■ INFORMATION SHOWN:

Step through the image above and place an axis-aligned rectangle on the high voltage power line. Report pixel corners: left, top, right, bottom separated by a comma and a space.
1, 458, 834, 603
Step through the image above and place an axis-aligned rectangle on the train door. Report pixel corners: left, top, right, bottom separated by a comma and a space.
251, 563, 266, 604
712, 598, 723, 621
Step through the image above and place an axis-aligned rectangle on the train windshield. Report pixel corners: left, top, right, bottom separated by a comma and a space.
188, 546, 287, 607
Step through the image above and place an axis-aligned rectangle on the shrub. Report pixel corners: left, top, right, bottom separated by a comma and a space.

■ WHAT THE TASK REQUIRES: Print the whole listing again, exactly.

■ ANSWER AREA:
Step through the image above and place an axis-aligned rectangle on the high voltage power line. Report pixel corners: left, top, right, bottom separated by a comma and a space.
1, 458, 834, 603
Step through the image above and place an axis-aligned rectangle on the train door. Report pixel corners: left, top, right, bottom separated by a comma and a space.
251, 563, 266, 604
712, 598, 723, 621
Step through the image above and place an axis-aligned rectangle on the train windshield. Report pixel corners: left, top, right, bottom separated by a comma and a space.
188, 546, 287, 607
Step through the image above and place an axis-aligned rectangle on the shrub. Report pixel corners: left, top, right, bottom separated by a comma and a space.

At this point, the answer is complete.